*Document extract*:
________

Note that the first gitlab server (gitlab-01) was setup using the Ansible recipes used by the Debian.org project. That install was not working so well (e.g. 503 errors on merge requests) so we migrated to the omnibus package in March 2020, which seems to work better.
GitLab CI installation
See the CI documentation for documentation specific to GitLab CI.
GitLab pages installation
To setup GitLab pages, we followed the GitLab Pages administration manual. The steps taken were as follows:
- add
pages.torproject.net
to the public suffix list (issue 40121 and upstream PR) (although that takes months or years to propagate everywhere) - add
*.pages.torproject.net
andpages.torproject.net
to DNS (dns/domains.git
repository), as A records so that LE DNS-01 challenges still work, along with a CAA record to allow the wildcard onpages.torproject.net
- get the wildcard cert from Let's Encrypt (in
letsencrypt-domains.git
) - deploy the TLS certificate, some GitLab config and a nginx vhost to gitlab-02 with Puppet
- run the status-site pipeline to regenerate the pages
The GitLab pages configuration lives in the profile::gitlab::app
Puppet class. The following GitLab settings were added:
gitlab_pages => {
ssl_certificate => '/etc/ssl/torproject/certs/pages.torproject.net.crt-chained',
ssl_certificate_key => '/etc/ssl/private/pages.torproject.net.key',
},
pages_external_url => 'https://pages.torproject.net',
The virtual host for the pages.torproject.org
domain was configured
through the profile::gitlab::web
class.
SLA
Migration from Trac
GitLab was put online as part of a migration from Trac, see the Trac documentation for details on the migration.
Design
GitLab is a fairly large program with multiple components. The upstream documentation has a good details of the architecture but this section aims at providing a shorter summary. Here's an overview diagram, first:
The web frontend is Nginx (which we incidentally also use in our howto/cache system) but GitLab wrote their own reverse proxy called GitLab Workhorse which in turn talks to the underlying GitLab Rails application, served by the Unicorn application server. The Rails app stores its data in a howto/postgresql database (although not our own deployment, for now, should be fixed). GitLab also offloads long-term background tasks to a tool called sidekiq.

________

*What to produce*:
Continue the GitLab setup notes from the point where they stop.

*Entries shown*:
________

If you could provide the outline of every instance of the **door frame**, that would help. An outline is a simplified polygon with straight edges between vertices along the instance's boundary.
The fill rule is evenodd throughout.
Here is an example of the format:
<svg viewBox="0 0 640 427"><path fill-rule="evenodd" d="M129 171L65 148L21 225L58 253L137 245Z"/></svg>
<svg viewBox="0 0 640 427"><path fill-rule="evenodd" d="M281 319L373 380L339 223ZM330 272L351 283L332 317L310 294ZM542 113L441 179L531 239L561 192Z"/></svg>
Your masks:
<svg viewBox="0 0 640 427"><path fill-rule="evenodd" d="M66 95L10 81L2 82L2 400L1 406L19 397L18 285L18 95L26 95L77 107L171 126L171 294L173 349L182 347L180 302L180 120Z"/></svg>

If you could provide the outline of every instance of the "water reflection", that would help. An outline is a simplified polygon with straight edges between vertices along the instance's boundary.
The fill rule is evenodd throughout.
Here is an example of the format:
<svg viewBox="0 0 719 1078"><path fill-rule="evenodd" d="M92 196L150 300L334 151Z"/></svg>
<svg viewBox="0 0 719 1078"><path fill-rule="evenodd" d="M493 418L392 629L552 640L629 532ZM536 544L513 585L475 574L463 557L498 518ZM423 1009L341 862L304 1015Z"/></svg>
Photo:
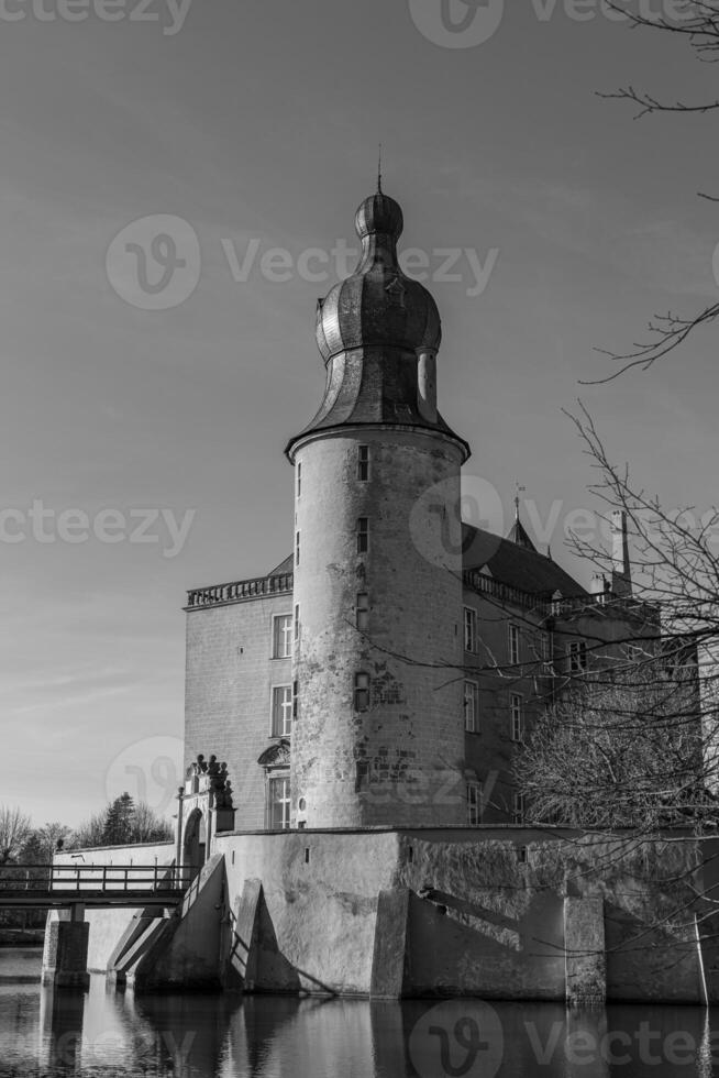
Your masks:
<svg viewBox="0 0 719 1078"><path fill-rule="evenodd" d="M479 1000L135 998L0 985L0 1074L23 1078L712 1078L719 1012Z"/></svg>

________

*The reply*:
Those all server HTTP(S) requests but GitLab is of course also
accessible over SSH to push/pull git repositories. This is handled by
a separate component called gitlab-shell which acts as a shell
for the git
user.
Workhorse, Rails, sidekiq and gitlab-shell all talk with Redis to store temporary information, caches and session information. They can also communicate with the Gitaly server which handles all communication with the git repositories themselves.
Continuous integration
GitLab also features Continuous Integration (CI). CI is handled by GitLab runners which can be deployed by anyone and registered in the Rails app to pull CI jobs. This is documented in the service/ci page.
Spam control
TODO: document lobby.
Discuss alternatives, e.g. this hackernews discussion about mediawiki moving to gitlab. Their gitlab migration documentation might give us hints on how to improve the spam situation on our end.
A few ideas on tools:
- Tornevall blocklist
- Mediawiki spam control tricks
- Friendly CAPTCHA, considered for inclusion in GitLab
Scalability
We have not looked a lot into GitLab scalability. Upstream has reference architectures which explain how to scale for various user sizes. We have not yet looked into this, and so far have just thrown hardware at GitLab when performance issues come up.
GitLab pages
GitLab pages is "a simple HTTP server written in Go, made to serve GitLab Pages with CNAMEs and SNI using HTTP/HTTP2". In practice, the way this works is that artifacts from GitLab CI jobs get sent back to the central server.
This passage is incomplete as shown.